Smithson v. State

This case was assigned to Presiding Judge BRICKEN, who prepared the opinion hereafter appearing. A majority being in disagreement, that opinion becomes a dissent. The effect of the dissenting opinion would be to reaffirm the conclusions we reached in the case of Moore v. State,33 Ala. App. 188, 31 So.2d 373.

As Mr. Justice Frankfurter of the United States Supreme Court recently stated: "Wisdom too often never comes, and so one ought not to reject it merely because it comes late."

After considerable study and research, we now entertain the view that we fell into error in the Moore case, in holding that the prosecution in that cause was improperly predicated on violations of the provisions of Title 62, Section 324, Code 1940.

We do not question the soundness of the conclusion that the facts therein disclosed are sufficient to base a prosecution for the offense of assault and battery. This is supported by many authorities.

There can be no doubt that it is within the competency of the legislature to create two or more criminal offenses which may be committed by a single act. They may be different in kind as well as degree. Vol. 22, C.J.S., Criminal Law, § 9, page 59; Gunter v. State, 111 Ala. 23,20 So. 632, 56 Am.St.Rep. 17.

[Goals]:
[1] Decide whether each statement agrees with the Smithson v. State opinion: (a) The case was assigned to Presiding Judge Bricken. (b) The court now questions whether the facts in the Moore case were enough to support a prosecution for assault and battery. (c) Offenses that the legislature creates from a single act may differ in kind as well as degree. Answer yes or no for each and quote the deciding words.
[2] According to the Smithson v. State opinion, the Moore prosecution was predicated on violations of which provision of the Code 1940?
The lines that follow are separate material and unrelated to the Smithson v. State opinion.

[Information provided]:
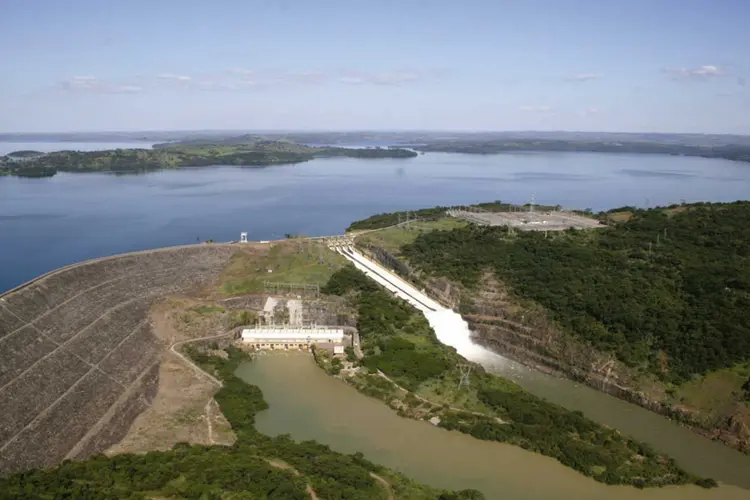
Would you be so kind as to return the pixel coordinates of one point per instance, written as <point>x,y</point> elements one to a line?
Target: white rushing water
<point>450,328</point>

[Results by task]:
[1]
(a) Yes: "This case was assigned to Presiding Judge BRICKEN"
(b) No: "We do not question the soundness of the conclusion that the facts therein disclosed are sufficient to base a prosecution for the offense of assault and battery."
(c) Yes: "They may be different in kind as well as degree."

[2] Title 62, Section 324, Code 1940.